Labeled-object pointing entries
★ ★ ★ ★ ★

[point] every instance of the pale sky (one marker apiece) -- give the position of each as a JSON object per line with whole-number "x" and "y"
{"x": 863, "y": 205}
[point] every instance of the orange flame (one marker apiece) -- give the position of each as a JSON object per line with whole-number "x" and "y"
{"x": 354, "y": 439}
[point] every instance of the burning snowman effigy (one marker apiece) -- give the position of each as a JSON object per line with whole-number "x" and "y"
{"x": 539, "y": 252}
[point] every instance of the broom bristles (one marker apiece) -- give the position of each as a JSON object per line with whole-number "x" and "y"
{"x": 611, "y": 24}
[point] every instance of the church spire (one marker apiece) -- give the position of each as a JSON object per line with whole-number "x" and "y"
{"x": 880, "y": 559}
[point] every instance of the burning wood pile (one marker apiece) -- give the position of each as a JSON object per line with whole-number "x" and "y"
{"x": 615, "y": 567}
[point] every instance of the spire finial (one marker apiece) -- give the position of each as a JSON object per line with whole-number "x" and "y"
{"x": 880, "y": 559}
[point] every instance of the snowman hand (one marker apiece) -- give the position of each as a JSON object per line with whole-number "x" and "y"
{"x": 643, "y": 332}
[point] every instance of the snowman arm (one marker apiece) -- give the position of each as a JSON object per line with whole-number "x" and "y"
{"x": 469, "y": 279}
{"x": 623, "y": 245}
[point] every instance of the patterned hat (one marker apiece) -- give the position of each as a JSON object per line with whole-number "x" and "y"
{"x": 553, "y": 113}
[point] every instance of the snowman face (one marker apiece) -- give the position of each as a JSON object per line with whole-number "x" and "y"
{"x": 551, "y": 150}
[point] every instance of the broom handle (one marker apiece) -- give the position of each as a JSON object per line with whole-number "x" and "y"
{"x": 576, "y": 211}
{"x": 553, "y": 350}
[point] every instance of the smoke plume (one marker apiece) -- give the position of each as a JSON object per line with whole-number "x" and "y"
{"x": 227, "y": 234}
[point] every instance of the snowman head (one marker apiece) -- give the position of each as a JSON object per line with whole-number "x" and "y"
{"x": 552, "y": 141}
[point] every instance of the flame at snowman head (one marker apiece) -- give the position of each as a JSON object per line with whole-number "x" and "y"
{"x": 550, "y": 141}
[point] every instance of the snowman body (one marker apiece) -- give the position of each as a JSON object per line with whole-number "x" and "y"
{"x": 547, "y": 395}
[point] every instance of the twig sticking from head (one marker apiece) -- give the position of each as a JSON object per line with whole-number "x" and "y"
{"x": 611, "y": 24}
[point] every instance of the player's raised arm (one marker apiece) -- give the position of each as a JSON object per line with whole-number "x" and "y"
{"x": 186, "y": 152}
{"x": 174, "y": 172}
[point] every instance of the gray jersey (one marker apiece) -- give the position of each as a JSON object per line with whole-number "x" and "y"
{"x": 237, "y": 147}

★ ★ ★ ★ ★

Reproduce the material precisely, including every line.

Answer in full —
[point] every instance of the pale sky (one marker apiece) -- give the position of each as a JSON object per line with whole-number "x" and "y"
{"x": 863, "y": 205}
[point] every instance of the orange flame (one marker apiece) -- give the position of each as a JSON object per line with whole-number "x" and "y"
{"x": 354, "y": 439}
[point] every instance of the burning snowman effigy (one marker apiece) -- give the position of each as a JSON object per line with whole-number "x" and "y"
{"x": 539, "y": 252}
[point] every instance of the broom bristles (one marker apiece) -- give the position of each as a JSON object per line with whole-number "x" and "y"
{"x": 611, "y": 24}
[point] every instance of the church spire (one marker apiece) -- give the position of each as a JSON object per line with whole-number "x" and "y"
{"x": 880, "y": 559}
[point] every instance of the burning wood pile (one marker apiece) -- give the position of each as a JSON object per line with whole-number "x" and "y"
{"x": 615, "y": 567}
[point] every instance of the spire finial (one marker apiece) -- give the position of each as a JSON object per line with whole-number "x" and "y"
{"x": 880, "y": 559}
[point] every instance of the snowman hand (one marker apiece) -- give the position of each as a JSON object per line with whole-number "x" and "y"
{"x": 643, "y": 332}
[point] every instance of the snowman arm (one marker apiece) -- give the position of each as a JSON object per line with whole-number "x" and "y"
{"x": 469, "y": 279}
{"x": 623, "y": 245}
[point] every instance of the patterned hat (one marker apiece) -- give the position of each as a JSON object per line with whole-number "x" and "y"
{"x": 553, "y": 113}
[point] every instance of the snowman face (one marker apiece) -- give the position of each as a JSON object per line with whole-number "x" and "y"
{"x": 551, "y": 150}
[point] every instance of the broom handle (one marker apiece) -- give the position of each as a JSON object per line with whole-number "x" and "y"
{"x": 576, "y": 211}
{"x": 553, "y": 350}
[point] every instance of the smoke plume (one marker apiece) -- give the position of each as a JSON object per line with whole-number "x" and "y"
{"x": 227, "y": 234}
[point] every instance of the snowman head (one marker apiece) -- give the position of each as a JSON object per line with whole-number "x" and "y"
{"x": 552, "y": 141}
[point] every instance of the flame at snowman head (one marker apiece) -- give the position of each as a JSON object per line with whole-number "x" and "y"
{"x": 550, "y": 141}
[point] every instance of the snowman body (one marker apiece) -- give the position of each as a JSON object per line with whole-number "x" and "y"
{"x": 547, "y": 395}
[point] every instance of the twig sticking from head (one marker apiece) -- give the position of each as a JSON object per line with whole-number "x" and "y"
{"x": 611, "y": 24}
[point] every instance of the player's raised arm (one marker apiece) -- give the position of each as a JSON object per line with whole-number "x" and "y"
{"x": 186, "y": 152}
{"x": 174, "y": 172}
[point] every instance of the gray jersey (one marker apiece) -- give the position of each as a JSON object per line with whole-number "x" and "y"
{"x": 237, "y": 147}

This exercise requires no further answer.